→ Written task
Return every line of the records below that contains the string "green", treating uppercase and lowercase as different.

Photo object-pointing records:
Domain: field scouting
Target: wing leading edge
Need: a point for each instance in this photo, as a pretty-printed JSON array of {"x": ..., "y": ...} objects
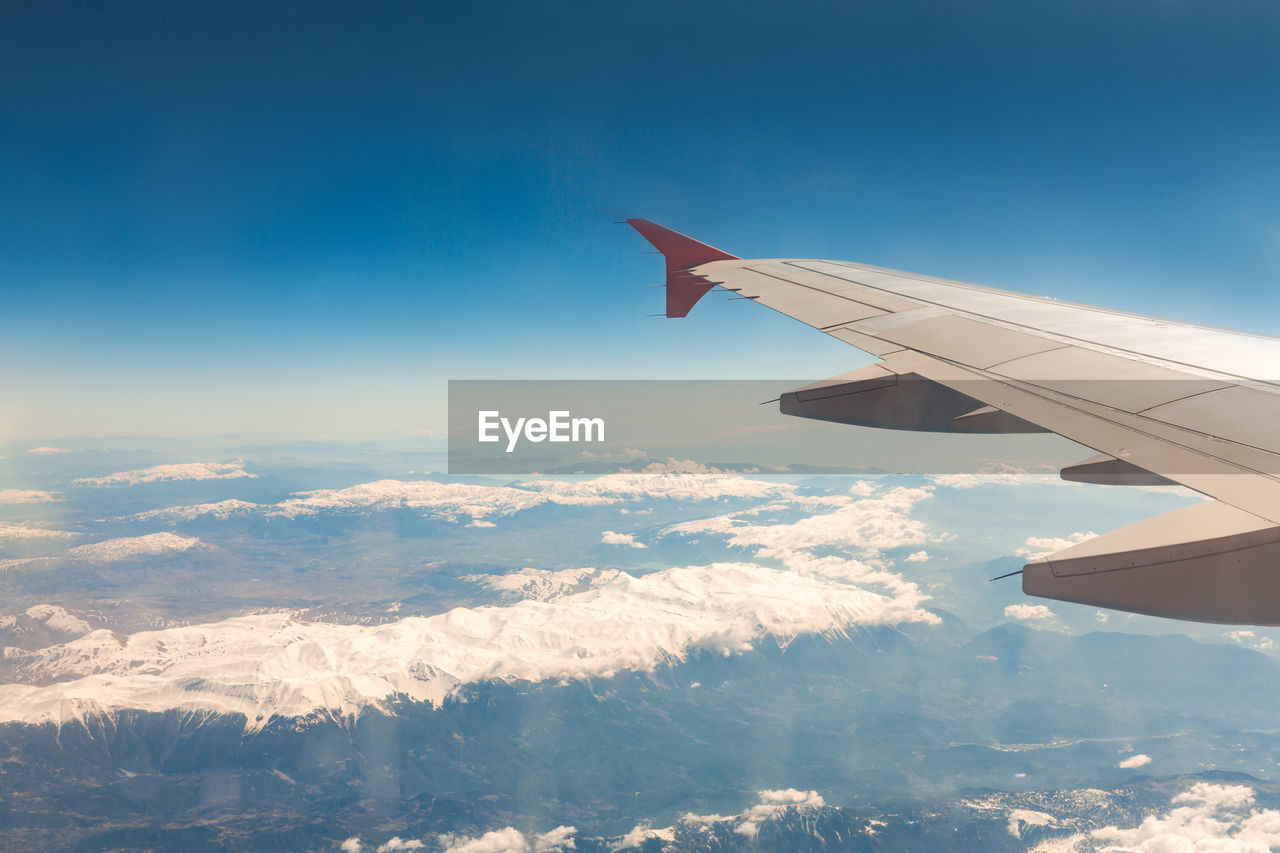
[{"x": 1160, "y": 401}]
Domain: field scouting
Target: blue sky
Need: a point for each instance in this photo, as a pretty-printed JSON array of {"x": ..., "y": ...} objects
[{"x": 302, "y": 219}]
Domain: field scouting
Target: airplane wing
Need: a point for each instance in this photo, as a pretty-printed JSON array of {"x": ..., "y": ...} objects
[{"x": 1160, "y": 401}]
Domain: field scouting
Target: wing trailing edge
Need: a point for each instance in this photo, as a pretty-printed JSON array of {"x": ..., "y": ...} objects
[{"x": 1207, "y": 562}]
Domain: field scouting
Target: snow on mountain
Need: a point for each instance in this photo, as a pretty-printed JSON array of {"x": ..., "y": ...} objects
[
  {"x": 23, "y": 532},
  {"x": 150, "y": 544},
  {"x": 544, "y": 584},
  {"x": 219, "y": 510},
  {"x": 270, "y": 665},
  {"x": 161, "y": 473},
  {"x": 26, "y": 496},
  {"x": 58, "y": 619}
]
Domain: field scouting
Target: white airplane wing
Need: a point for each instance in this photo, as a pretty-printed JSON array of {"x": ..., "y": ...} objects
[{"x": 1160, "y": 401}]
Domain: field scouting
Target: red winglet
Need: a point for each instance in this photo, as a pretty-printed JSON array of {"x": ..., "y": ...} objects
[{"x": 684, "y": 288}]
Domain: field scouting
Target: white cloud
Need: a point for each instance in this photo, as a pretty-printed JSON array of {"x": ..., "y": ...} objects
[
  {"x": 26, "y": 496},
  {"x": 1028, "y": 612},
  {"x": 167, "y": 473},
  {"x": 1037, "y": 547},
  {"x": 124, "y": 548},
  {"x": 1020, "y": 817},
  {"x": 504, "y": 840},
  {"x": 609, "y": 537},
  {"x": 268, "y": 665},
  {"x": 997, "y": 474},
  {"x": 442, "y": 500},
  {"x": 772, "y": 803},
  {"x": 1134, "y": 761},
  {"x": 22, "y": 532},
  {"x": 775, "y": 803},
  {"x": 670, "y": 480},
  {"x": 869, "y": 524},
  {"x": 1223, "y": 819},
  {"x": 510, "y": 840},
  {"x": 643, "y": 833}
]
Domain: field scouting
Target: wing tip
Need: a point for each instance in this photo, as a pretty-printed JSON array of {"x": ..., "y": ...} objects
[{"x": 681, "y": 252}]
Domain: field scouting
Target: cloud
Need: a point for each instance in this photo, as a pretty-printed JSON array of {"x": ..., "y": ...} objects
[
  {"x": 1207, "y": 816},
  {"x": 864, "y": 525},
  {"x": 128, "y": 547},
  {"x": 1134, "y": 761},
  {"x": 168, "y": 473},
  {"x": 775, "y": 803},
  {"x": 448, "y": 501},
  {"x": 609, "y": 537},
  {"x": 643, "y": 833},
  {"x": 504, "y": 840},
  {"x": 22, "y": 532},
  {"x": 1028, "y": 612},
  {"x": 1037, "y": 547},
  {"x": 1251, "y": 639},
  {"x": 268, "y": 665},
  {"x": 508, "y": 840},
  {"x": 666, "y": 480},
  {"x": 457, "y": 501},
  {"x": 997, "y": 474},
  {"x": 869, "y": 524},
  {"x": 772, "y": 804},
  {"x": 26, "y": 496},
  {"x": 557, "y": 840}
]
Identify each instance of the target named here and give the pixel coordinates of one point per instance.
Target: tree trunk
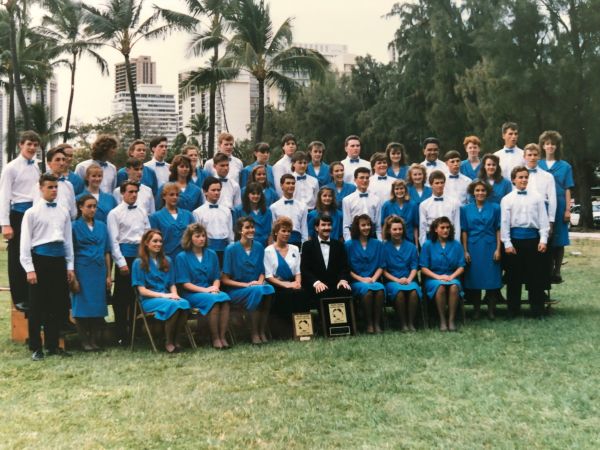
(71, 96)
(134, 112)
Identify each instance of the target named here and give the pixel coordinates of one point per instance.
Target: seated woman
(401, 263)
(91, 249)
(197, 271)
(254, 205)
(480, 236)
(366, 266)
(442, 261)
(244, 277)
(326, 206)
(154, 277)
(171, 220)
(282, 270)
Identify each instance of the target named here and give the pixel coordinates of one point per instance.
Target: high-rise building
(143, 71)
(157, 111)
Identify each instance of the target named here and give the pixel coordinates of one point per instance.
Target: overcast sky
(359, 24)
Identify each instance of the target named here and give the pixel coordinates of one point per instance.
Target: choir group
(275, 239)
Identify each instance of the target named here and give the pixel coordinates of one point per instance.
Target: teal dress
(89, 248)
(158, 281)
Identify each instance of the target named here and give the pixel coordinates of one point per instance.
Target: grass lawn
(518, 384)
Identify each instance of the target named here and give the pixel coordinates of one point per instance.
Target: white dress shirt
(509, 159)
(296, 211)
(350, 165)
(217, 221)
(125, 226)
(43, 224)
(272, 262)
(17, 185)
(431, 209)
(543, 183)
(109, 177)
(359, 203)
(307, 188)
(161, 169)
(145, 198)
(523, 211)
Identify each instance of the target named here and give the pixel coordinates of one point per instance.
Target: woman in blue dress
(316, 167)
(244, 278)
(254, 205)
(91, 249)
(395, 154)
(550, 142)
(401, 205)
(339, 186)
(259, 175)
(198, 273)
(93, 180)
(491, 173)
(480, 236)
(415, 179)
(171, 220)
(325, 205)
(365, 257)
(153, 275)
(442, 262)
(190, 195)
(401, 263)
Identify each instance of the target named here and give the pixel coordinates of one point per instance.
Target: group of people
(275, 238)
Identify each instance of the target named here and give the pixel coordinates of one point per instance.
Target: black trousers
(19, 289)
(529, 267)
(47, 301)
(122, 300)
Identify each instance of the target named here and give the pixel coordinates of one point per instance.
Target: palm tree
(119, 26)
(268, 56)
(64, 26)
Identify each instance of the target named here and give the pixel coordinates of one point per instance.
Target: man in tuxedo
(324, 263)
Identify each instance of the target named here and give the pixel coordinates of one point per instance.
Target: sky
(359, 24)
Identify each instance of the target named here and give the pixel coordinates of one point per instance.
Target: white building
(157, 111)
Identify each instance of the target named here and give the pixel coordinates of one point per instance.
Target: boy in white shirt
(307, 187)
(47, 257)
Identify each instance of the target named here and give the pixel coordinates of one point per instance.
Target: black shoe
(38, 355)
(59, 352)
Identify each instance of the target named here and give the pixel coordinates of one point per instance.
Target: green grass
(518, 384)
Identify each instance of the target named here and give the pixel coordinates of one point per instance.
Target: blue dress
(400, 262)
(409, 212)
(89, 248)
(262, 222)
(563, 180)
(158, 281)
(202, 274)
(324, 178)
(467, 170)
(415, 197)
(336, 223)
(481, 227)
(171, 229)
(148, 178)
(441, 261)
(106, 203)
(346, 190)
(245, 268)
(364, 262)
(401, 175)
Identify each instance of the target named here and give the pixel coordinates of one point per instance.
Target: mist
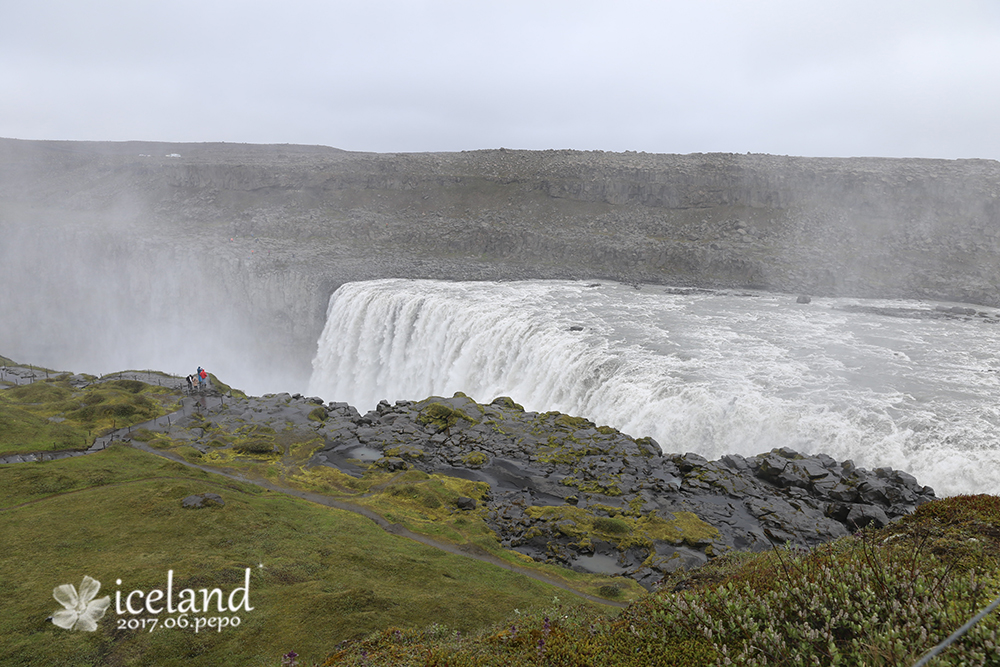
(98, 296)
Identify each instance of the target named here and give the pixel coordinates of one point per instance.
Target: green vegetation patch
(318, 575)
(52, 414)
(442, 416)
(883, 597)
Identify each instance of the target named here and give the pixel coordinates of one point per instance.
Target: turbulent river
(707, 372)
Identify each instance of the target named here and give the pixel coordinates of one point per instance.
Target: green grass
(881, 598)
(327, 575)
(52, 415)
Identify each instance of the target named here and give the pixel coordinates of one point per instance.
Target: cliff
(266, 233)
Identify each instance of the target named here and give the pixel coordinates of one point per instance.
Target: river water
(711, 372)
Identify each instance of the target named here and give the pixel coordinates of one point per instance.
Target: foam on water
(711, 373)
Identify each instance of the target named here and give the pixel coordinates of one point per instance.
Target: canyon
(151, 252)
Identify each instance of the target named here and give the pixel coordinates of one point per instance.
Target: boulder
(200, 500)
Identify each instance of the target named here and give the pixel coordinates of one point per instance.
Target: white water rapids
(708, 372)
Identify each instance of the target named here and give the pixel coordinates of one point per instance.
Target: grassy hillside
(318, 575)
(328, 586)
(56, 414)
(877, 598)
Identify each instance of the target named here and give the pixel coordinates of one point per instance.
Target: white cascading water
(707, 372)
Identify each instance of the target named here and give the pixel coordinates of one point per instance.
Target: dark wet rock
(200, 500)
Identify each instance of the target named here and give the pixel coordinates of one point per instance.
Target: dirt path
(467, 550)
(206, 401)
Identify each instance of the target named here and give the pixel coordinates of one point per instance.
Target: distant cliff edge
(266, 232)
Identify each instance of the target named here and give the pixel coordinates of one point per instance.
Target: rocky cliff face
(255, 238)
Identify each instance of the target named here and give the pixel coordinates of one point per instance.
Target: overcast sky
(898, 78)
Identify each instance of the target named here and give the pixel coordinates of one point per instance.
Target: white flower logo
(81, 611)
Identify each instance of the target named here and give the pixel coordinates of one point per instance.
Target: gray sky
(898, 78)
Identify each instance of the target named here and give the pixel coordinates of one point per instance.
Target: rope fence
(958, 633)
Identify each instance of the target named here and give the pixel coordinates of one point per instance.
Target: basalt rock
(567, 491)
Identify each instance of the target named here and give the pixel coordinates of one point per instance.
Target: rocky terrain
(560, 488)
(255, 238)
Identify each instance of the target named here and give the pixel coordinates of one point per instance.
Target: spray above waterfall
(708, 372)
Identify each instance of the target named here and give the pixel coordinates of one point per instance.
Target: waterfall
(712, 373)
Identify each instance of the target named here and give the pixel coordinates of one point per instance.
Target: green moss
(474, 459)
(575, 423)
(507, 402)
(318, 414)
(613, 526)
(442, 416)
(254, 446)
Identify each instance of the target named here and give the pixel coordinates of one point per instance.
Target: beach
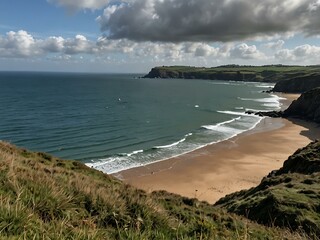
(219, 169)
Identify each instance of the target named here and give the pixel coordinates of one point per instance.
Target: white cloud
(18, 44)
(79, 44)
(244, 51)
(209, 20)
(304, 54)
(275, 45)
(74, 5)
(53, 44)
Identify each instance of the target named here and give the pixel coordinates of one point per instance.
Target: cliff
(268, 73)
(287, 197)
(43, 197)
(307, 106)
(298, 84)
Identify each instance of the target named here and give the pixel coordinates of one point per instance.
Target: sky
(132, 36)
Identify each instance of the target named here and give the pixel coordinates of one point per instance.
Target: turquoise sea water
(115, 122)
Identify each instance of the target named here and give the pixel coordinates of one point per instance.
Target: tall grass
(42, 197)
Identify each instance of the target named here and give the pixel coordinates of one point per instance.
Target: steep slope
(268, 73)
(298, 84)
(42, 197)
(289, 197)
(307, 106)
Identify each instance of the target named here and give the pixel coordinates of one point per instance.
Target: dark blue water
(114, 122)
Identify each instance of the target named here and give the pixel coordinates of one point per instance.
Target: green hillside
(42, 197)
(268, 73)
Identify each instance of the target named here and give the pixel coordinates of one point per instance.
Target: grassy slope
(42, 197)
(269, 73)
(287, 197)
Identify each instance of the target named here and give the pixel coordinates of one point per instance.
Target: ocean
(114, 122)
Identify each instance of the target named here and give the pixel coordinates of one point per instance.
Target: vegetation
(288, 197)
(268, 73)
(42, 197)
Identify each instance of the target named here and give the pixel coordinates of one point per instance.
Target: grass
(43, 197)
(288, 197)
(268, 73)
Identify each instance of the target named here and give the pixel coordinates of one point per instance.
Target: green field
(268, 73)
(42, 197)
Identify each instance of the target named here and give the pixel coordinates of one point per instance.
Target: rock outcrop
(307, 106)
(287, 197)
(298, 84)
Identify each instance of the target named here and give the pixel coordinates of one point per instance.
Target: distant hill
(298, 84)
(306, 107)
(268, 73)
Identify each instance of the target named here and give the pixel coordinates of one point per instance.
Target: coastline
(239, 163)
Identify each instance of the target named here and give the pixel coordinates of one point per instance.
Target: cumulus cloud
(80, 4)
(275, 45)
(245, 51)
(305, 53)
(18, 44)
(22, 44)
(209, 20)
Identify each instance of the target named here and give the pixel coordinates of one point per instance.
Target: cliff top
(45, 197)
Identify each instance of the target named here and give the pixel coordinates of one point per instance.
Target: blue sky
(135, 35)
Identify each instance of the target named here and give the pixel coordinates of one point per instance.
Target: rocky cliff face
(158, 72)
(288, 197)
(307, 106)
(298, 84)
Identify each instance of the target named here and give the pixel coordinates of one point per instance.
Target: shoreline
(214, 171)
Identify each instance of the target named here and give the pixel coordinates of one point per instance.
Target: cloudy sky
(135, 35)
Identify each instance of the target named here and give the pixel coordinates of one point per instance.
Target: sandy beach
(239, 163)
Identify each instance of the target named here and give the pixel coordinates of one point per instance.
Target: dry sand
(240, 163)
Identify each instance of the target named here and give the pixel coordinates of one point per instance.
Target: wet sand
(239, 163)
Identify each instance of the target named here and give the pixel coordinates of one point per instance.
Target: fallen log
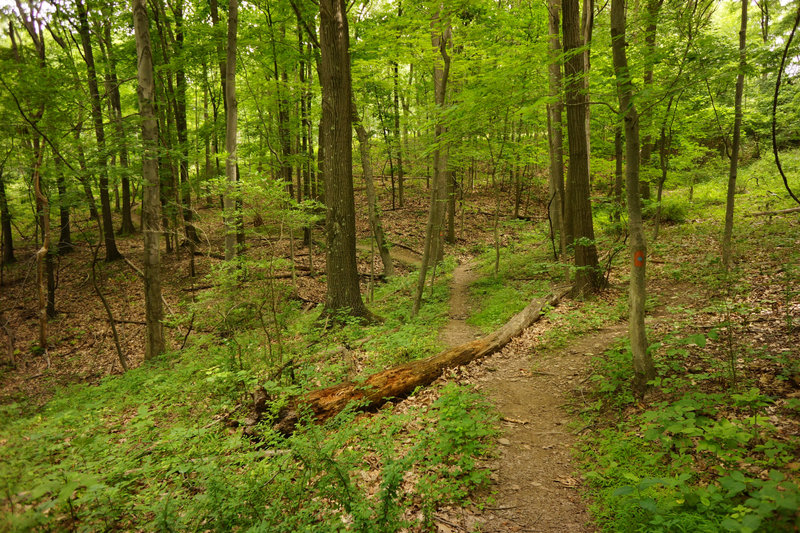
(401, 380)
(771, 213)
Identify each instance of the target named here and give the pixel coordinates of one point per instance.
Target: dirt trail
(533, 481)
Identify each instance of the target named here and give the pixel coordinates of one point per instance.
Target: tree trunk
(643, 368)
(151, 203)
(587, 25)
(83, 177)
(588, 277)
(399, 381)
(555, 132)
(440, 38)
(231, 118)
(343, 291)
(112, 89)
(372, 204)
(112, 254)
(43, 214)
(736, 141)
(618, 174)
(650, 33)
(185, 196)
(396, 132)
(65, 238)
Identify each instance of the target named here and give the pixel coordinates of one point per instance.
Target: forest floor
(560, 389)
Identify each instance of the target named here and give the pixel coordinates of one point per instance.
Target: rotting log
(401, 380)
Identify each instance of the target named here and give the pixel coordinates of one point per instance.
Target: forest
(400, 265)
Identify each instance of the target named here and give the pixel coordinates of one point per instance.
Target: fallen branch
(401, 380)
(778, 212)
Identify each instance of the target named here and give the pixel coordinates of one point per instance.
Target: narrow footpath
(533, 477)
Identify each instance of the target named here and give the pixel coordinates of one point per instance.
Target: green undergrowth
(159, 448)
(714, 447)
(701, 456)
(526, 270)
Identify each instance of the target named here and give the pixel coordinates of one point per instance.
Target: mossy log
(401, 380)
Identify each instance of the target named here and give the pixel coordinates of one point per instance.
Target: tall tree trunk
(84, 177)
(736, 141)
(180, 123)
(587, 25)
(440, 39)
(555, 131)
(643, 368)
(618, 173)
(112, 254)
(578, 204)
(343, 291)
(396, 133)
(43, 214)
(372, 203)
(112, 89)
(65, 238)
(231, 118)
(151, 203)
(650, 34)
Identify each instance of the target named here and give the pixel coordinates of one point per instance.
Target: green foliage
(674, 210)
(692, 463)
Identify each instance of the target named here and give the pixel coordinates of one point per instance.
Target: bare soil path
(533, 476)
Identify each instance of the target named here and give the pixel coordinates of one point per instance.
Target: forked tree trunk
(372, 204)
(643, 368)
(401, 380)
(151, 202)
(735, 142)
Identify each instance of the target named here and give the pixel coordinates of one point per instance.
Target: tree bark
(555, 132)
(399, 381)
(180, 123)
(112, 254)
(43, 213)
(643, 368)
(231, 119)
(343, 291)
(396, 132)
(5, 225)
(372, 204)
(618, 172)
(112, 89)
(736, 141)
(65, 235)
(440, 39)
(151, 203)
(578, 205)
(650, 33)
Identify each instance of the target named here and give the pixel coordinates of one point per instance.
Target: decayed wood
(778, 212)
(401, 380)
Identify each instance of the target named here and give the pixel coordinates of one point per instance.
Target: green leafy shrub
(674, 210)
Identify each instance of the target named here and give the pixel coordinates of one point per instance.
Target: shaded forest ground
(81, 343)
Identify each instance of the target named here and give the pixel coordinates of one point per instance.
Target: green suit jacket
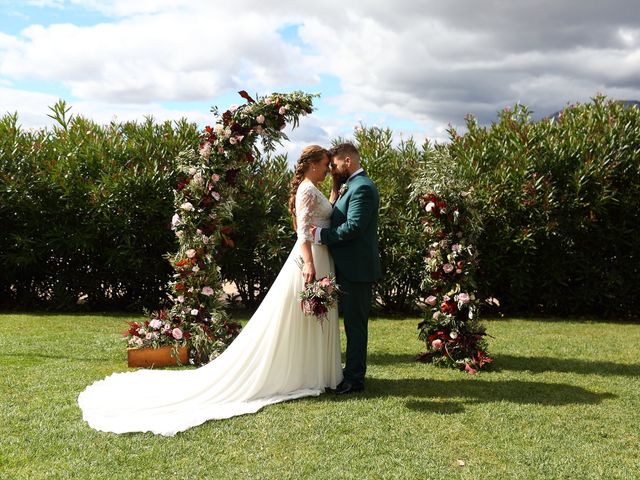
(353, 235)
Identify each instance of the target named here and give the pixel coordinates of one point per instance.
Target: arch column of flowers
(203, 200)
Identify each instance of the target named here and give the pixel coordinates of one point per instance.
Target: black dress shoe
(346, 387)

→ The answer
Target: green grass
Target: green vegetation patch
Target: green grass
Target: green moss
Target: green hillside
Target: green field
Target: green undergrowth
Target: green foliage
Target: green leafy shrub
Target: green suit jacket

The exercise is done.